* Text shown:
--- BEGIN ---

If PHP, you can explode on space, then pass the result to array_reverse.
If its not PHP, you'll have to do something slightly more complex like:
words = aString.split(" ");
for (i = 0; i < words.length; i++) {
words[i] = words[words.length-i];
}
public static String ReverseString(String str)
{
int word_length = 0;
String result = "";
for (int i=0; i<str.Length; i++)
{
if (str[i] == ' ')
{
result = " " + result;
word_length = 0;
} else
{
result = result.Insert(word_length, str[i].ToString());
word_length++;
}
}
return result;
}
This is C# code.
In Python...
ip = "My name is X Y Z"
words = ip.split()
words.reverse()
print ' '.join(words)
Anyway cookamunga provided good inline solution using python!
This is assuming all words are separated by spaces:
#include <stdio.h>
#include <string.h>
int main()
{
char string[] = "What are you looking at";
int i, n = strlen(string);
int tail = n-1;
for(i=n-1;i>=0;i--)
{
if(string[i] == ' ' || i == 0)
{
int cursor = (i==0? i: i+1);
while(cursor <= tail)
printf("%c", string[cursor++]);
printf(" ");
tail = i-1;
}
}
return 0;
}
class Program
{
static void Main(string[] args)
{
string s1 =" My Name varma:;
string[] arr = s1.Split(' ');
Array.Reverse(arr);
string str = string.Join(" ", arr);
Console.WriteLine(str);
Console.ReadLine();
}
}
This is not perfect but it works for me right now. I don't know if it has O(n) running time btw (still studying it ^^) but it uses one additional array to fulfill the task.
It is probably not the best answer to your problem because i use a dest string to save the reversed version instead of replacing each words in the source string. The problem is that i use a local stack variable named buf to copy all the words in and i can not copy but into the source string as this would lead to a crash if the source string is const char * type.

--- END ---

* Records shown:

--- BEGIN ---

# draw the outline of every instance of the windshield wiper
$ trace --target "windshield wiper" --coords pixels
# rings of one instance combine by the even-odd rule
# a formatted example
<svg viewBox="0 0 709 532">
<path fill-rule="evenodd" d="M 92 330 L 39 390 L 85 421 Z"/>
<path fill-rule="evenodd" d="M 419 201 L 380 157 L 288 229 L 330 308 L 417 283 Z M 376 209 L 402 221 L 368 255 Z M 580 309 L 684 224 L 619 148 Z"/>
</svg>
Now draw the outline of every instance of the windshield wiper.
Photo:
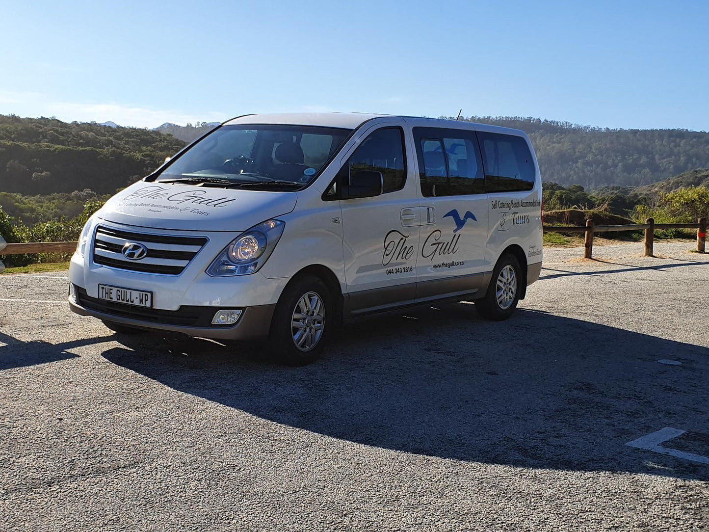
<svg viewBox="0 0 709 532">
<path fill-rule="evenodd" d="M 300 188 L 305 183 L 298 183 L 295 181 L 279 181 L 279 179 L 269 179 L 268 181 L 246 181 L 243 183 L 236 183 L 239 187 L 260 187 L 265 184 L 277 184 L 280 186 L 291 186 Z"/>
<path fill-rule="evenodd" d="M 158 183 L 216 183 L 218 184 L 239 184 L 231 179 L 221 179 L 218 177 L 180 177 L 177 179 L 165 179 Z"/>
</svg>

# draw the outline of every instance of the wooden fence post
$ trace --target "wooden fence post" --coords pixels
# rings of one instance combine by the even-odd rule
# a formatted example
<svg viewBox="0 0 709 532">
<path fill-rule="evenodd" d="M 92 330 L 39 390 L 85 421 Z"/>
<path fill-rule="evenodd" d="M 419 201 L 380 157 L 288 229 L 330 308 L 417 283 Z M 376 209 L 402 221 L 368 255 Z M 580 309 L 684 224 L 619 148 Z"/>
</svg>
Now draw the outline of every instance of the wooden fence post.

--- END ---

* Stated problem 1: Using the thread on reversing the words in a string, decide whether each statement agrees with it: (a) one of the code samples is identified as C# code; (b) the C program assumes that all words are separated by spaces; (c) the writer of the final comments is sure that the solution runs in O(n) time. Answer yes or no for each and quote the words that decide it.
* Stated problem 2: List every programming language that the thread on reversing words names by name.
* Stated problem 3: Translate this sentence from the thread on reversing words into Spanish: "If PHP, you can explode on space, then pass the result to array_reverse."

* Reply 1:
(a) Yes: "This is C# code."
(b) Yes: "This is assuming all words are separated by spaces:"
(c) No: "I don't know if it has O(n) running time btw"

* Reply 2: PHP, C#, Python

* Reply 3: Si es PHP, puedes usar explode con el espacio y luego pasar el resultado a array_reverse.